Aufgabenziel. Geben Sie aus dem Text über das Ich den Abschnitt wortgetreu aus, der mit den Worten „Also: die Besonderheit“ einsetzt und mit „des Nicht-Ich, liege.“ schließt.

Studientext.
>>>

Also: die Besonderheit der Iche geht hervor aus dem besondern Verhältniss, in dem sie zu ihrer Negation stehen, die Allgemeinheit des Ich, die Ichheit, ist das Ich mit der Negation in Einheit gedacht.“ (Lit.: P. Asmus 1875, S. 27f)

In seinem 1911 gehaltenen Bologna-Vortrag hat Rudolf Steiner entsprechend aufgezeigt, dass das im regulären Tagsbewusstsein erlebte Ich ein bloßes Abbild des wirklichen Ich ist, das nur fälschlich in die leibliche Innenwelt verlegt wird. Der Mensch fühle sich dadurch von der Welt abgesondert und sehe sich vor scheinbar unübersteigbare Erkenntnisgrenzen gestellt. Eine künftige Erkenntnistheorie werde anerkennen müssen, dass das Ich in Wahrheit immer schon in den Gesetzmäßigkeiten der Außenwelt, d.h. im Geistigen des Nicht-Ich, liege.

<<<

Gegebene Daten.
>>>

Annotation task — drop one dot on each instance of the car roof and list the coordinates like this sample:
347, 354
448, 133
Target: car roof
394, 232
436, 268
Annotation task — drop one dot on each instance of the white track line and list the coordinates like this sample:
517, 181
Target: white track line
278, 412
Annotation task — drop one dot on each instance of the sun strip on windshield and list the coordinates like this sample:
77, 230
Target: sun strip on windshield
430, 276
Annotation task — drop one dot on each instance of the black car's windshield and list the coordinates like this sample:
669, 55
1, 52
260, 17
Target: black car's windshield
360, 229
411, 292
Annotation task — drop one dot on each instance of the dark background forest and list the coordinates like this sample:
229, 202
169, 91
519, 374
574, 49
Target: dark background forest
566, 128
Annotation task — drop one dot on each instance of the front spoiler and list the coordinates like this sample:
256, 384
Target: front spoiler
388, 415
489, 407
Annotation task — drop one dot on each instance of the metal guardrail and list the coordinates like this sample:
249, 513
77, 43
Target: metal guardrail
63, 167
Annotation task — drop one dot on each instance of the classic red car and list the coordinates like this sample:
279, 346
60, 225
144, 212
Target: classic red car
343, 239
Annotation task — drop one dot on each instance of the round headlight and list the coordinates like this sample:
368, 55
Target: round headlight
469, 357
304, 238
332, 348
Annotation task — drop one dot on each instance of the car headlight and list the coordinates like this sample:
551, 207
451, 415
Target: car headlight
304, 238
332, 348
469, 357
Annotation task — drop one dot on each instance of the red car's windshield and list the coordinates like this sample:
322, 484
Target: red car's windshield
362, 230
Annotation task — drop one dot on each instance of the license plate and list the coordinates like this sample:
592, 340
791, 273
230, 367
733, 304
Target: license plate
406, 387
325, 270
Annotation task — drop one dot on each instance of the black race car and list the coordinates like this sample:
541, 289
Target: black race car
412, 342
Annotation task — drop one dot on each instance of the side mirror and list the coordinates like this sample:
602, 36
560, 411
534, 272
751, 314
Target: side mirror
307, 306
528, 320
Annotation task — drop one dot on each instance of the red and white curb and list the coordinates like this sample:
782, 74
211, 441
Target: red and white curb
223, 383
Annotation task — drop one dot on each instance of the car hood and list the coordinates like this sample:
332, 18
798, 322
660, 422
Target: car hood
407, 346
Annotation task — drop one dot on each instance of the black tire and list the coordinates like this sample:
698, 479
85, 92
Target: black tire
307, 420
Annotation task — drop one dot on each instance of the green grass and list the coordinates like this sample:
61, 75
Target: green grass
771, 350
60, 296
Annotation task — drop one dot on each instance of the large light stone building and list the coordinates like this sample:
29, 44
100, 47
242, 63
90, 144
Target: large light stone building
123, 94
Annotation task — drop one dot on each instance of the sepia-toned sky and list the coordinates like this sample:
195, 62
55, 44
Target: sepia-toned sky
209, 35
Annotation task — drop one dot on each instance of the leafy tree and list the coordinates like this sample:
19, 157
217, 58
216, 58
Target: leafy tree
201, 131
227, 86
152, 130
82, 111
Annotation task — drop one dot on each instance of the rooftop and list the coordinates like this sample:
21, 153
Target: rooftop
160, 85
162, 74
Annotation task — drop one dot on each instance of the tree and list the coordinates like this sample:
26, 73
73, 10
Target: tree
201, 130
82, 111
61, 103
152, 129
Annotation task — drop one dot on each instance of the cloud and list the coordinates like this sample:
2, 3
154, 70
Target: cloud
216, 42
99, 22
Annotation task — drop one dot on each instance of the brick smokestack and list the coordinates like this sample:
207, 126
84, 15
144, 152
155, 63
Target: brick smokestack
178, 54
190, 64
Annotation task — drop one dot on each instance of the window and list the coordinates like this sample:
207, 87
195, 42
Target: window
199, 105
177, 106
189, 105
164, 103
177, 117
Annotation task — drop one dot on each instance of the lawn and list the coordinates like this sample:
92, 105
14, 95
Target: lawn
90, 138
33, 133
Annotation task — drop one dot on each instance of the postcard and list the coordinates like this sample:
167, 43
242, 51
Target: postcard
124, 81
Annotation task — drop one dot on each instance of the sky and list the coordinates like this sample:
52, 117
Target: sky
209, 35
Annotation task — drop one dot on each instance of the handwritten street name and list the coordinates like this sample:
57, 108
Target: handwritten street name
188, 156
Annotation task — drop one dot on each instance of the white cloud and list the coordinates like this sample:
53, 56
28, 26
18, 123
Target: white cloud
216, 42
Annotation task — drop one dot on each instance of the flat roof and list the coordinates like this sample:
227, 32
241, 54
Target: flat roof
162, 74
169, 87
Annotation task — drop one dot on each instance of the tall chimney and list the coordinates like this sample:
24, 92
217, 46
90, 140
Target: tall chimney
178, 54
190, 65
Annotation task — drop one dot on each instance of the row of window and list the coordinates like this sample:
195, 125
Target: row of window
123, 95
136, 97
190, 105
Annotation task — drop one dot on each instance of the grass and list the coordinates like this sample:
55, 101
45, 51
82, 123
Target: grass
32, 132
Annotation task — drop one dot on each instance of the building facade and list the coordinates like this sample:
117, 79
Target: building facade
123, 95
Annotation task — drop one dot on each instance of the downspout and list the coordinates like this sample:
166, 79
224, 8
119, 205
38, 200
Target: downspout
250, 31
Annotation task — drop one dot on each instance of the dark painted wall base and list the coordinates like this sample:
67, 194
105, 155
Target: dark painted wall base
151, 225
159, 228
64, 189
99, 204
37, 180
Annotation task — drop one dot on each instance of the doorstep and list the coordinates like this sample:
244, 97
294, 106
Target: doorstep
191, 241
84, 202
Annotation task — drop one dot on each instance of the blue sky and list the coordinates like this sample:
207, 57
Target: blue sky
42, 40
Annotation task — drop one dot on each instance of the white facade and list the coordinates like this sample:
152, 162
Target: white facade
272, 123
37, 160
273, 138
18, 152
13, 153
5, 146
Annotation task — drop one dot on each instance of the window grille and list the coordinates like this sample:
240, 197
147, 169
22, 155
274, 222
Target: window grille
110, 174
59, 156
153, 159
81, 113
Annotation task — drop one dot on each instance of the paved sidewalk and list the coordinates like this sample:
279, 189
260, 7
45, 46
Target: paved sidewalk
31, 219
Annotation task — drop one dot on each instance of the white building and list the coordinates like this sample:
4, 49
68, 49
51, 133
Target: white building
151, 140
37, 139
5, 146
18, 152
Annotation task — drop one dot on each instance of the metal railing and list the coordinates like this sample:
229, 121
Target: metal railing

<<<

Lösung.
Also: die Besonderheit der Iche geht hervor aus dem besondern Verhältniss, in dem sie zu ihrer Negation stehen, die Allgemeinheit des Ich, die Ichheit, ist das Ich mit der Negation in Einheit gedacht.“ (Lit.: P. Asmus 1875, S. 27f)

In seinem 1911 gehaltenen Bologna-Vortrag hat Rudolf Steiner entsprechend aufgezeigt, dass das im regulären Tagsbewusstsein erlebte Ich ein bloßes Abbild des wirklichen Ich ist, das nur fälschlich in die leibliche Innenwelt verlegt wird. Der Mensch fühle sich dadurch von der Welt abgesondert und sehe sich vor scheinbar unübersteigbare Erkenntnisgrenzen gestellt. Eine künftige Erkenntnistheorie werde anerkennen müssen, dass das Ich in Wahrheit immer schon in den Gesetzmäßigkeiten der Außenwelt, d.h. im Geistigen des Nicht-Ich, liege.